■ **Exercise**
Answer these questions from the data privacy editor's note below.
(a) What is the name of the project Nesta is working on with partners from across Europe?
(b) For how long has the Tactical Technology Collective been working to raise awareness about personal data issues?
(c) What kind of event is The Glass Room?

Bringing the data privacy debate to the high street

Editor’s note: Concerns about the personal data we share online – wittingly or unwittingly – are growing rapidly. People are beginning to worry more about who has access to their personal data, what’s being done with it, what decisions are being made with it. But awareness is still relatively low, and while people profess being concerned about what’s happening to their personal data, most of us continue to share it and use the products and services which create and process it. Nesta is currently working with partners from across Europe on DECODE, a project which aims to give people more control over their personal data.

The Tactical Technology Collective, which was featured in our recent projects Me, my data and I and What next for digital social innovation?, has been working to raise awareness about personal data issues for over a decade. In this guest blog, Fiona Cullinan, a journalist who has been trained as an “Ingenius” by Tactical Tech, explains more about their work and The Glass Room, an exhibition which has been getting London talking about data over the past fortnight.

■ **Excerpted data**
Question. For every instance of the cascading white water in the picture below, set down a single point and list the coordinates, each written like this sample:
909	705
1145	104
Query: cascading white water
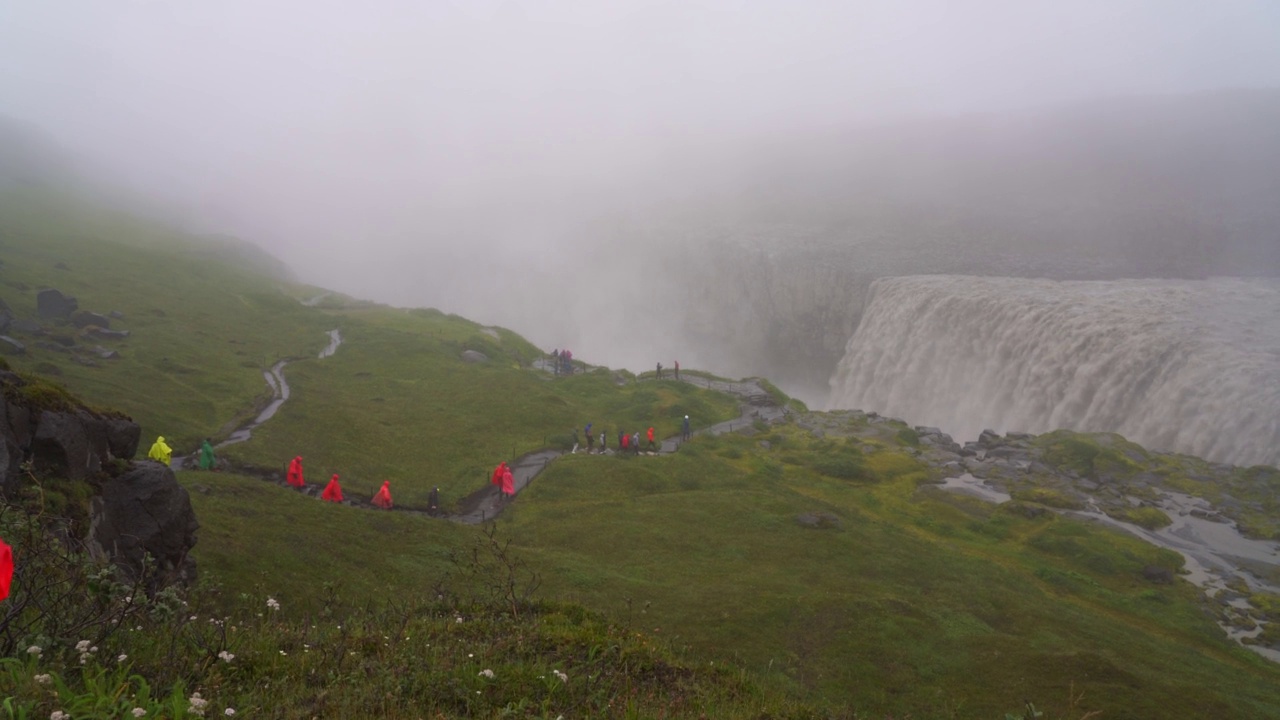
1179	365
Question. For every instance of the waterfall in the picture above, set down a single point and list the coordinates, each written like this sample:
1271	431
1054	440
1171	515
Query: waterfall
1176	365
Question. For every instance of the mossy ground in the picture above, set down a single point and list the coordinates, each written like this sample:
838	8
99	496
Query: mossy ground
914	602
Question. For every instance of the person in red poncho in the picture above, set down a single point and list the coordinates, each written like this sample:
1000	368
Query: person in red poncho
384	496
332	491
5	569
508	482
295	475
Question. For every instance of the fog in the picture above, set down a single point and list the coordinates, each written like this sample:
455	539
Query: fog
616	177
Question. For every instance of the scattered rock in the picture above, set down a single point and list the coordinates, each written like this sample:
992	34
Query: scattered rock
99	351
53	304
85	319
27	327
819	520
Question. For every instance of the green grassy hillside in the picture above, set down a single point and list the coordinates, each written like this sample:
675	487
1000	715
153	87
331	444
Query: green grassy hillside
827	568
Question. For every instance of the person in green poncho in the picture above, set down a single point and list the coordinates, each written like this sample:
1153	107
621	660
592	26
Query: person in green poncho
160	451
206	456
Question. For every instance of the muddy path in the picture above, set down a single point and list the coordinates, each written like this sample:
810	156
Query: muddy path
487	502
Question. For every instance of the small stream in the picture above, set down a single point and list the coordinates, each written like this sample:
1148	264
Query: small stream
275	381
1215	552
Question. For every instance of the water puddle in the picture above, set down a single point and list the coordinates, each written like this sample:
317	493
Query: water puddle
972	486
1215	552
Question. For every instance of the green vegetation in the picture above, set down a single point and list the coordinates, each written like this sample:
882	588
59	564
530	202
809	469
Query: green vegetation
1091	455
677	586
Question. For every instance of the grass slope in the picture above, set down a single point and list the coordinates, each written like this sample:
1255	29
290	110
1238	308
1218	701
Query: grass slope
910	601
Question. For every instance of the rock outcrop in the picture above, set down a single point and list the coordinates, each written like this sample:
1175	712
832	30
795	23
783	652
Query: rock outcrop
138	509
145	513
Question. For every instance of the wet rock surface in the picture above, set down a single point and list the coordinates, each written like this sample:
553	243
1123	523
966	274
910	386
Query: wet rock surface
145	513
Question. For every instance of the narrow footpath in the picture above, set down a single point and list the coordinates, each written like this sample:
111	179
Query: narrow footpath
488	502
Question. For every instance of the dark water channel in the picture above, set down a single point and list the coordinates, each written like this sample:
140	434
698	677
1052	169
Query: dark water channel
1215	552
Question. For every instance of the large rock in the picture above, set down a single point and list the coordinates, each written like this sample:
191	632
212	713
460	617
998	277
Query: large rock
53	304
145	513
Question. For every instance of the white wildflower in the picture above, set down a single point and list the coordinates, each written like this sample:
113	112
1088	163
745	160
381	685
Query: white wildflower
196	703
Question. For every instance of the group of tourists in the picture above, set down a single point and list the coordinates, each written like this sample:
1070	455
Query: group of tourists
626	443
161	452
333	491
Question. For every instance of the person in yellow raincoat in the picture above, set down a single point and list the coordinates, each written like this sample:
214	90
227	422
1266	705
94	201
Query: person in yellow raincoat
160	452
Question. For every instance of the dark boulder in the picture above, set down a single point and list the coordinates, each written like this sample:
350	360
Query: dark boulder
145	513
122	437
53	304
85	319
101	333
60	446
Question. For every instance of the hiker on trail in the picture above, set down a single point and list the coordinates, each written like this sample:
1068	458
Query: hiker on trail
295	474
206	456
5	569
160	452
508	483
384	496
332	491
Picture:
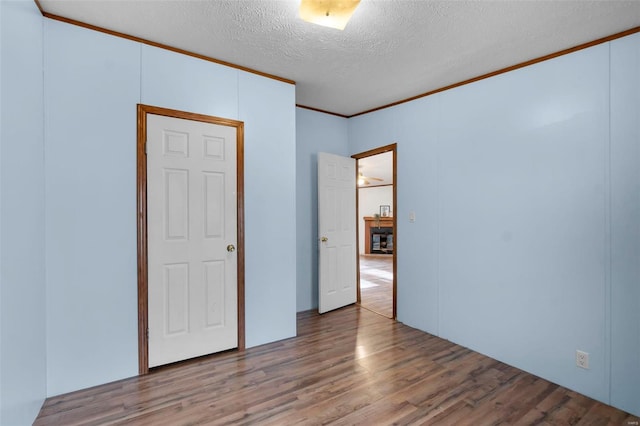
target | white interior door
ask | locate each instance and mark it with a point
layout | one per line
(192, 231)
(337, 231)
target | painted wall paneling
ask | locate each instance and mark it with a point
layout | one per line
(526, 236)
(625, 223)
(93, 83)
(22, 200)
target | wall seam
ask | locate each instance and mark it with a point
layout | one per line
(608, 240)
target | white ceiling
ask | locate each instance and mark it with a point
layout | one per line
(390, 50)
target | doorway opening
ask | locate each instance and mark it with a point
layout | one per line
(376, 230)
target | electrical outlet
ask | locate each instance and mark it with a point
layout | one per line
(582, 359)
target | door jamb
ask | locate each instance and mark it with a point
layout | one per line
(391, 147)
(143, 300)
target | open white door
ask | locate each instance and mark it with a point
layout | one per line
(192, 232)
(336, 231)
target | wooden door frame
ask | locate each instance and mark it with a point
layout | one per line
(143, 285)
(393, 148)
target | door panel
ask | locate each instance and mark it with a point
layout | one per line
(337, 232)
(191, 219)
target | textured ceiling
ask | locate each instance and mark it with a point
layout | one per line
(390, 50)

■ **Exercise result**
(a) DECODE
(b) For over a decade
(c) An exhibition